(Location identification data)
⟨
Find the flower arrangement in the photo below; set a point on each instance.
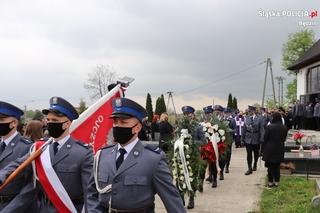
(207, 151)
(177, 172)
(297, 137)
(185, 163)
(314, 147)
(314, 150)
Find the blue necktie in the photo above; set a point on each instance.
(121, 157)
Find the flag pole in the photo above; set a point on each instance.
(26, 163)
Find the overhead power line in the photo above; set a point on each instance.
(221, 79)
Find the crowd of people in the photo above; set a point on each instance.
(125, 176)
(261, 131)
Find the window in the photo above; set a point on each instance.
(313, 80)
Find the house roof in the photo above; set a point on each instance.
(311, 56)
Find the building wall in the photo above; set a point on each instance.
(302, 79)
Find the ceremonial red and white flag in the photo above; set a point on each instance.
(93, 125)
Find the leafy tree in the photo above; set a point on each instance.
(98, 81)
(82, 106)
(270, 103)
(163, 105)
(235, 103)
(157, 110)
(149, 107)
(292, 91)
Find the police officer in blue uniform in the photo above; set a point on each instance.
(71, 160)
(13, 146)
(189, 122)
(228, 117)
(127, 175)
(252, 137)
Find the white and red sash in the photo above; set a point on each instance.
(50, 181)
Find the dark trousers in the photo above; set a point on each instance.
(222, 164)
(213, 171)
(299, 120)
(237, 140)
(229, 152)
(273, 172)
(252, 148)
(317, 123)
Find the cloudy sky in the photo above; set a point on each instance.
(186, 46)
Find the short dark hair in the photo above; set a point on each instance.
(276, 117)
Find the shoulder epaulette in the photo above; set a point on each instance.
(85, 145)
(108, 146)
(153, 148)
(26, 141)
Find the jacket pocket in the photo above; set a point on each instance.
(66, 169)
(135, 180)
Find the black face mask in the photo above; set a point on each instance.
(122, 134)
(5, 128)
(55, 129)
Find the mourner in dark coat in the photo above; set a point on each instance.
(273, 148)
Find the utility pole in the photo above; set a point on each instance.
(170, 96)
(268, 69)
(25, 113)
(280, 92)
⟩
*Short task*: Copy all of the data above word for word, omitting the pictures.

*Response to the task*:
Find the flower arrangement in the photo below; set a point on each instance.
(207, 151)
(177, 172)
(297, 137)
(185, 163)
(314, 147)
(314, 150)
Find the blue necktie in the photo above; set a point on each instance.
(121, 157)
Find the flag pole in the photo above; set a point on each instance.
(26, 163)
Find the overhead power line in the photo above; set a point on each instance.
(221, 79)
Find the crowd of people in the photo above; set a point on each instance.
(125, 176)
(261, 131)
Find the window in the photo above; set a point on each instance.
(313, 80)
Find the house roof in the photo above; set a point on each instance.
(311, 56)
Find the building wall in the photo above; set a point on each instance.
(302, 79)
Find the ceremonial red and white flag in the photo above; set a point on each instance.
(93, 125)
Find the leafy tree in the photo above; set a point on each instance.
(98, 81)
(82, 106)
(270, 103)
(163, 105)
(235, 103)
(157, 110)
(149, 107)
(292, 91)
Find the police officer in blue uniform in the photo above; set a point on each instance.
(71, 160)
(13, 146)
(189, 122)
(228, 117)
(127, 175)
(252, 137)
Find the white and red sash in the photo above; set a point on each instance.
(50, 181)
Find the dark trousers in the photo above; set a point on each instance.
(222, 164)
(213, 171)
(299, 120)
(237, 140)
(229, 152)
(273, 172)
(252, 148)
(317, 123)
Find the cloudy sky in the photo above; set a point on each instance.
(186, 46)
Find the short dark hair in the photo above; set a point on each instance.
(276, 117)
Find the shoulder epaulette in the photo above; set a point on each instance.
(85, 145)
(108, 146)
(153, 148)
(26, 141)
Find the jacket pocket in the photo above; set a point on each instance.
(66, 169)
(135, 180)
Find the black face mask in the photo above; set a point on each instance.
(122, 134)
(5, 128)
(55, 129)
Find the mourner in dark coat in the photo above; set a point on each instance.
(273, 148)
Find the utility pole in the photo above; set a point on each instance.
(170, 96)
(268, 69)
(25, 113)
(280, 92)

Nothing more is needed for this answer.